§ Goal of the exercise
Please output every line of the entries below as a numbered list, leaving out any blank lines.

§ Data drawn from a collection
====
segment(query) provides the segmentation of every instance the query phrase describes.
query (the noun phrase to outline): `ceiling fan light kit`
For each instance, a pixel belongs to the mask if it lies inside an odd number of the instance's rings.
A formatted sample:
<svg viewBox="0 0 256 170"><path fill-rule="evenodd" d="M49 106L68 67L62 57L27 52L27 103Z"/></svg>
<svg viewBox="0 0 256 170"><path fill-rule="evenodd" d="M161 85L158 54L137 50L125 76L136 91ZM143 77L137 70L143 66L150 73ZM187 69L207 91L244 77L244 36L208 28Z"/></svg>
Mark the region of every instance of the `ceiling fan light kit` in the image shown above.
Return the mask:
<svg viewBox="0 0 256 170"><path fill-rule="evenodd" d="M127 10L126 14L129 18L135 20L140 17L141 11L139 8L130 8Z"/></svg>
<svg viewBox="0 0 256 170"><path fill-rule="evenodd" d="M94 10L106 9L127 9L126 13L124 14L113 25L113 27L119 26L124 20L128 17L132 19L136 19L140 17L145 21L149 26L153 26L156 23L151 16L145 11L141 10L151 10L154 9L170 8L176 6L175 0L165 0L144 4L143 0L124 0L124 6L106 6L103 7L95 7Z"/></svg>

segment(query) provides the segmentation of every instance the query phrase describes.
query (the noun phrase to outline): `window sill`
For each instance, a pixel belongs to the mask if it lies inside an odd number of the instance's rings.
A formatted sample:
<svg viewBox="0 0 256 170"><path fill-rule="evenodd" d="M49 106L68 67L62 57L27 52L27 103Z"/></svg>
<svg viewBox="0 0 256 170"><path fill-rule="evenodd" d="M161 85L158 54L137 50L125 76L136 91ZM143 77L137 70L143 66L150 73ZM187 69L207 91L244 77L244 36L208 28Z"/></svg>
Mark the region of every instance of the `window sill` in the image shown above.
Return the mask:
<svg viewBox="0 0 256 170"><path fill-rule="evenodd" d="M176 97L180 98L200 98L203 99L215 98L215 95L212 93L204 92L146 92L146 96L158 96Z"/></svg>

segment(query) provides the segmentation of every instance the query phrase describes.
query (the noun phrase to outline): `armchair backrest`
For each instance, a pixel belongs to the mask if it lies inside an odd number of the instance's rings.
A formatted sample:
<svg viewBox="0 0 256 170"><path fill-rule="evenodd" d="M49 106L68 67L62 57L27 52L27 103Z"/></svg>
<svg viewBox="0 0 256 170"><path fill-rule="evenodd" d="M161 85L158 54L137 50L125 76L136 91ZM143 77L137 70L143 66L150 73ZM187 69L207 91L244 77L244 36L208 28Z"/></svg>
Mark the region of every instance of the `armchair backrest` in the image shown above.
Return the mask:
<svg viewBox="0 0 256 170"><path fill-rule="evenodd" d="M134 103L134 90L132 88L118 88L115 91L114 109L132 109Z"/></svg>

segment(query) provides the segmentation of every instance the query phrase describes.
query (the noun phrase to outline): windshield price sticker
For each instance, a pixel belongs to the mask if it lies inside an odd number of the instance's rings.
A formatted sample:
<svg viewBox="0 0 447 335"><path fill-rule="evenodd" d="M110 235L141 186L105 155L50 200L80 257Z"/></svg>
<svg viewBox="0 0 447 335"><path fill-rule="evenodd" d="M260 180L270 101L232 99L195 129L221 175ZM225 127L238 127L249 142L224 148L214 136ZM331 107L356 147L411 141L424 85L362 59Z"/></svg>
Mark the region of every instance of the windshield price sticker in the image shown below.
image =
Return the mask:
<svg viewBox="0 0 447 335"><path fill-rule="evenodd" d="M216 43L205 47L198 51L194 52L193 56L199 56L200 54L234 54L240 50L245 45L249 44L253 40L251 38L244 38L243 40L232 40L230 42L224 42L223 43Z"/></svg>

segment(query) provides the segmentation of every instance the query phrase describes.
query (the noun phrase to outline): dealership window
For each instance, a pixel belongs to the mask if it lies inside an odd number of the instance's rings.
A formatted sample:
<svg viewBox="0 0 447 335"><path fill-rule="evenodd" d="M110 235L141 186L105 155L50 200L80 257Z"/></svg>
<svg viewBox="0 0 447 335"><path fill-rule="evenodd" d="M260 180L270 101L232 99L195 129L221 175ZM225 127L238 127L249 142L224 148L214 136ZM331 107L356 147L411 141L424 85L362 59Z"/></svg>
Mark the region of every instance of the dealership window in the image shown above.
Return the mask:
====
§ Solved exercise
1. segment(query) provides the segmentation of every instance the query phrase describes.
2. query (the noun phrase to outline): `ceiling fan light kit`
3. For each instance, a pixel belongs to the mask if it lies inside an odd number of the instance's rings.
4. A formatted sample:
5. <svg viewBox="0 0 256 170"><path fill-rule="evenodd" d="M49 106L68 67L62 57L27 52L27 103Z"/></svg>
6. <svg viewBox="0 0 256 170"><path fill-rule="evenodd" d="M161 85L158 54L137 50L125 76L136 91ZM143 77L137 70L143 66L150 73ZM187 69L207 91L244 77L244 36L208 28Z"/></svg>
7. Mark the region of every instance of the `ceiling fan light kit` in the image shown above.
8. Return the mask:
9. <svg viewBox="0 0 256 170"><path fill-rule="evenodd" d="M127 10L126 14L129 18L135 20L140 17L141 11L139 8L130 8Z"/></svg>
10. <svg viewBox="0 0 256 170"><path fill-rule="evenodd" d="M94 10L106 9L127 9L126 13L124 14L113 25L113 27L119 26L124 20L128 17L132 19L136 19L140 17L145 21L149 26L153 26L156 23L151 16L145 11L141 10L151 10L154 9L170 8L176 6L175 0L165 0L144 4L143 0L124 0L124 6L106 6L103 7L95 7Z"/></svg>
11. segment(query) provides the segmentation of every instance the query phrase describes.
12. query (the noun phrase to outline): `window sill`
13. For each instance, a pixel belongs to the mask if it lies inside an odd number of the instance's rings.
14. A formatted sample:
15. <svg viewBox="0 0 256 170"><path fill-rule="evenodd" d="M49 106L68 67L62 57L27 52L27 103Z"/></svg>
16. <svg viewBox="0 0 256 170"><path fill-rule="evenodd" d="M161 85L158 54L137 50L125 76L136 91ZM143 77L137 70L143 66L150 73ZM187 69L207 91L244 77L244 36L208 28Z"/></svg>
17. Mark the region of every instance of the `window sill` in the image shown above.
18. Return the mask:
19. <svg viewBox="0 0 256 170"><path fill-rule="evenodd" d="M176 97L180 98L200 98L203 99L215 98L215 95L212 93L204 92L146 92L146 96L158 96Z"/></svg>
20. segment(query) provides the segmentation of every instance the query phrase describes.
21. query (the noun phrase to outline): `armchair backrest`
22. For each instance, a pixel belongs to the mask if it lies inside an odd number of the instance's rings.
23. A formatted sample:
24. <svg viewBox="0 0 256 170"><path fill-rule="evenodd" d="M49 106L68 67L62 57L27 52L27 103Z"/></svg>
25. <svg viewBox="0 0 256 170"><path fill-rule="evenodd" d="M161 85L158 54L137 50L125 76L136 91ZM143 77L137 70L143 66L150 73ZM187 69L207 91L244 77L244 36L208 28Z"/></svg>
26. Mark the region of every instance of the `armchair backrest` in the image shown above.
27. Return the mask:
28. <svg viewBox="0 0 256 170"><path fill-rule="evenodd" d="M134 103L134 90L132 88L118 88L115 91L114 109L132 109Z"/></svg>
29. segment(query) provides the segmentation of every instance the query phrase describes.
30. query (the noun phrase to outline): windshield price sticker
31. For each instance, a pixel belongs to the mask if it lies inside an odd number of the instance's rings.
32. A formatted sample:
33. <svg viewBox="0 0 447 335"><path fill-rule="evenodd" d="M110 235L141 186L105 155L50 200L80 257Z"/></svg>
34. <svg viewBox="0 0 447 335"><path fill-rule="evenodd" d="M260 180L270 101L232 99L195 129L221 175ZM225 127L238 127L249 142L224 148L214 136ZM331 107L356 147L411 141L424 85L362 59Z"/></svg>
35. Mark the region of every instance of the windshield price sticker in the image shown below.
36. image =
37. Return the mask:
38. <svg viewBox="0 0 447 335"><path fill-rule="evenodd" d="M216 43L205 47L198 51L194 52L193 56L199 56L200 54L234 54L240 50L245 45L249 44L253 40L251 38L244 38L243 40L232 40L230 42L224 42L223 43Z"/></svg>
39. segment(query) provides the segmentation of every instance the query phrase describes.
40. query (the noun phrase to outline): dealership window
41. For each instance, a pixel belongs to the mask if it lies inside an odd number of the instance's rings.
42. A formatted sample:
43. <svg viewBox="0 0 447 335"><path fill-rule="evenodd" d="M110 235L141 186L105 155L50 200L80 257Z"/></svg>
44. <svg viewBox="0 0 447 335"><path fill-rule="evenodd" d="M260 180L270 101L232 99L195 129L221 175ZM225 127L238 127L249 142L224 148L214 136ZM331 107L356 147L411 141L424 85L362 59Z"/></svg>
45. Mark the region of every instance of the dealership window in the image shown above.
46. Return the mask:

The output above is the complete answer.